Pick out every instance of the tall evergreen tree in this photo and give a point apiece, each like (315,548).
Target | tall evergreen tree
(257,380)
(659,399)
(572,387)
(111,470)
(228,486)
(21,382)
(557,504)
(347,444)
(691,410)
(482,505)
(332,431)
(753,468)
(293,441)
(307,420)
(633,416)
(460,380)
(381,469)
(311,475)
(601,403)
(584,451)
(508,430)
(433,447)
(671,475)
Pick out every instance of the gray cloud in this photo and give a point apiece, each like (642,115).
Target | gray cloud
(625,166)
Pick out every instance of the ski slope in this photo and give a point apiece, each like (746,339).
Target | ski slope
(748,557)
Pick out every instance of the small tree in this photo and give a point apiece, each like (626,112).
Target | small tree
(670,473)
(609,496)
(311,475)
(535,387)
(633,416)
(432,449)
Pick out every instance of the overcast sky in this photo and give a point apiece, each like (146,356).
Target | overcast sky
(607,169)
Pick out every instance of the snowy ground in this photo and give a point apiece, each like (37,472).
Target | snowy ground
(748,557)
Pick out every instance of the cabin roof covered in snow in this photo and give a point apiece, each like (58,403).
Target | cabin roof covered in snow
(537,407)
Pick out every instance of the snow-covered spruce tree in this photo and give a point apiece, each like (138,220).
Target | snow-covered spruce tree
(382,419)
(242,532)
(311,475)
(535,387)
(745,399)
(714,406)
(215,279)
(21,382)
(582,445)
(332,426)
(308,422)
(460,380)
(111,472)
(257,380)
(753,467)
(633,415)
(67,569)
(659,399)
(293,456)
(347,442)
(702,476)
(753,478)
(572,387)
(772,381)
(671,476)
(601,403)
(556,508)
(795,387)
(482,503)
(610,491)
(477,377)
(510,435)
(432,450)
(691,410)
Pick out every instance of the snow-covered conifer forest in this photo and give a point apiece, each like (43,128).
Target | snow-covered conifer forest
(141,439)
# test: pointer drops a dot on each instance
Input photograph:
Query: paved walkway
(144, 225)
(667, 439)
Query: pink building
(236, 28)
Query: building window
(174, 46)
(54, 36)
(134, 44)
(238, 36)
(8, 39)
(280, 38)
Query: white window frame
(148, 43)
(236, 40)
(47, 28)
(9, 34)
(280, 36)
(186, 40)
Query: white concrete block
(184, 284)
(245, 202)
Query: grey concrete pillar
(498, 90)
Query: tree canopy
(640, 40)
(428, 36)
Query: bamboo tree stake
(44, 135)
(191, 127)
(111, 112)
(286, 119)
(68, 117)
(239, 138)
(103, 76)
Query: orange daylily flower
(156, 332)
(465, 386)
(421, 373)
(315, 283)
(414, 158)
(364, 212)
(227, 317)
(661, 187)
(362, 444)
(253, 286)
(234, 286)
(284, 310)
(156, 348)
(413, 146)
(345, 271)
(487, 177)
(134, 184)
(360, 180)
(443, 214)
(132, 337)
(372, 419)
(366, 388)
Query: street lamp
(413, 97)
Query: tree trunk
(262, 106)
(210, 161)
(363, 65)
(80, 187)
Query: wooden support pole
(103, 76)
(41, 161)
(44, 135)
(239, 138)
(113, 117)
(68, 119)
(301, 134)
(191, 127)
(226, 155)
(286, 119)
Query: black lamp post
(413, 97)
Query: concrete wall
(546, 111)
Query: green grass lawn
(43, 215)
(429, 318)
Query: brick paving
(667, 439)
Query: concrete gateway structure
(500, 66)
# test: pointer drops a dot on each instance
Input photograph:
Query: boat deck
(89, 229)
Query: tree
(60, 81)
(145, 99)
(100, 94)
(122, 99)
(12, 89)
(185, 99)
-*-*-
Try it:
Beginning with the line holding "Pick out every instance of the ski" and ending with the line holding "Pick out every instance of the snow-covered spruce", write out the stretch of material above exactly; add no further lines.

Task solution:
Pick out every instance of the ski slope in this photo and give a point apiece, each like (746,339).
Target | ski slope
(748,557)
Pick out every instance of the small tree in this photo and give a point apiece, each like (626,112).
Target | small tree
(670,473)
(609,496)
(311,475)
(535,387)
(633,416)
(432,449)
Pick out every instance of the overcast sky in this photo and give a point apiece, each like (146,356).
Target | overcast sky
(607,169)
Pick out every instance of the snowy ground in this photo and give a point apiece, each like (37,472).
Target | snowy ground
(748,557)
Pick out every instance of the cabin roof covered in snow in this photo and give a point apiece, each like (58,403).
Target | cabin roof covered in snow
(537,407)
Pick out every instance of the snow-covered spruce tree in this photo and give a point apiece, each like (138,220).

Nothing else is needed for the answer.